▶ Lista de tarefas:
1 – Traduza para o inglês a frase “O caminho estava aberto.”, do trecho da página abaixo.
2 – Por favor, imprima a parte do trecho da página que começa nas palavras “Como comemoração dos” e termina depois de “de seu imaginário.”.

▶ Trecho da página:
◇ ◇ ◇ ◇

Como comemoração dos 150 anos da imigração italiana no Brasil, resolvemos visitar Renato Brunello (nascido em Veneza em 1953), um dos escultores mais festejados da atualidade (45 exposições no Brasil e no exterior e mais de 50 obras em locais públicos), em sua casa e ateliê em Cotia, onde reside desde a década de 1980.
Brunello inaugura sua mostra Transmutação e Metáforas do Inconsciente na galeria Arte 132, no bairro paulistano de Moema, aberta até 6 de outubro de 2024, com obras tridimensionais em madeira, mármore, bronze e ferro em que “o elemento abstrato evoca o figurativo”, como diz a curadora Laura Rago, recriando flora, fauna e ambiências do Brasil e do mundo a partir de seu imaginário.
Chegado a São Paulo em 1975, Renato Brunello — com sua pasta de desenhos, fotos de esculturas e lista de prêmios recebidos na Itália após seu curso na Escola de Artes e Ofícios de Veneza — visita uma série de galerias, mas a resposta é sempre a mesma: “já temos nossa própria equipe completa”. Até que é “descoberto” por Pietro Maria Bardi que, de imediato, quer uma de suas obras para a galeria Mirante das Artes e lhe encomenda uma estátua do padre Albino, a ser inaugurada em Catanduva, em cerimônia oficial. O caminho estava aberto.
Diante da admirável multidão de formas e materiais recriados em suas obras, logo surge a urgência de uma série de perguntas que formulamos nessa visita/entrevista no lugar de trabalho do artista, que começa com a entrada na sala dos instrumentos, com a abertura do armário das goivas, instrumentos fundamentais para seus trabalhos em madeira, desde a garapeira usada na construção civil, passando pelo cedro, maçaranduba, itaúba, pau ferro… até a mais sofisticada imbuia patinada de que é feito seu totem pessoal, “Ogum, Meu Ogum”.
Passamos, depois, à sala das maquetes, onde estão as miniaturas em vários materiais, incluindo o poliuretano expandido que substituiu a argila e o gesso, das obras realizadas ou em processamento, como a da escultura em aço e cimento a ser colocada no jardim de um prédio na rua Joaquim Floriano.

◇ ◇ ◇ ◇

[Linhas de um conjunto de dados]

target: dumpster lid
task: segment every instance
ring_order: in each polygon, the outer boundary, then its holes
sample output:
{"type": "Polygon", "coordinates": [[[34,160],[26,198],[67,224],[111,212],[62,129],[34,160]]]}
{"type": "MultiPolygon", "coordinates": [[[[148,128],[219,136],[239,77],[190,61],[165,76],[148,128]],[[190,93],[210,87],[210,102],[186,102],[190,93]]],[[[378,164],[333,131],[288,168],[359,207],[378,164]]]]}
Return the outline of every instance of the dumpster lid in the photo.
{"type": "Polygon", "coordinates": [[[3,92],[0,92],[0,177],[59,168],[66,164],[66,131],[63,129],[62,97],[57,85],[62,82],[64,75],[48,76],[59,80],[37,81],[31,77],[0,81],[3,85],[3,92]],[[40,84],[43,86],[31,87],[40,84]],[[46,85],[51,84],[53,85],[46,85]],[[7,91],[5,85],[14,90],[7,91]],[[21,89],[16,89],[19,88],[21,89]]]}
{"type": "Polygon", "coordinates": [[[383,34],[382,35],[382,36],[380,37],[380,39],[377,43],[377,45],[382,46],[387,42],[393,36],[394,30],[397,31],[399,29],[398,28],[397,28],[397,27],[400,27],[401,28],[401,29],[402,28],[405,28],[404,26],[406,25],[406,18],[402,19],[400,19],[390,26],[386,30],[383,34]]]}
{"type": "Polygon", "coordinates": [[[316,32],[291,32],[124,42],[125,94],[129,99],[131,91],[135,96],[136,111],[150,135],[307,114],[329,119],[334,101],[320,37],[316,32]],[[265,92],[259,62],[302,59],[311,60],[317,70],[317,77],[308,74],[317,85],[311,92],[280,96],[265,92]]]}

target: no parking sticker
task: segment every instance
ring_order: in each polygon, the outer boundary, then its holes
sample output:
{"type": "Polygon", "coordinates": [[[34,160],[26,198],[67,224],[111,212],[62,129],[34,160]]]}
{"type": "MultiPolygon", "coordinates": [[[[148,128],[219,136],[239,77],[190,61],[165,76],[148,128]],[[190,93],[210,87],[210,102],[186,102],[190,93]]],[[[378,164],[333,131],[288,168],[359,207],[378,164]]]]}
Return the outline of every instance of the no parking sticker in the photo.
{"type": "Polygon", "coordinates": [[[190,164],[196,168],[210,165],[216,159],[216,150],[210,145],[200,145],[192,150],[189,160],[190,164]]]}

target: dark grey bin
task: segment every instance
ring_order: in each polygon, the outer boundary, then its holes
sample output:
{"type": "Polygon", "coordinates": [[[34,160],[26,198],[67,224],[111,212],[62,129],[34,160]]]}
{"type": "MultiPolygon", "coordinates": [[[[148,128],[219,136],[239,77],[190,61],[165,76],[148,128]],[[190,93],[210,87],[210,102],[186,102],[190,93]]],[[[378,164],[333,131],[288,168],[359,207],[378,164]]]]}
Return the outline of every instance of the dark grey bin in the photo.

◇ ◇ ◇ ◇

▶ Os resultados:
1 – The way was open.

2 –
Como comemoração dos 150 anos da imigração italiana no Brasil, resolvemos visitar Renato Brunello (nascido em Veneza em 1953), um dos escultores mais festejados da atualidade (45 exposições no Brasil e no exterior e mais de 50 obras em locais públicos), em sua casa e ateliê em Cotia, onde reside desde a década de 1980.
Brunello inaugura sua mostra Transmutação e Metáforas do Inconsciente na galeria Arte 132, no bairro paulistano de Moema, aberta até 6 de outubro de 2024, com obras tridimensionais em madeira, mármore, bronze e ferro em que “o elemento abstrato evoca o figurativo”, como diz a curadora Laura Rago, recriando flora, fauna e ambiências do Brasil e do mundo a partir de seu imaginário.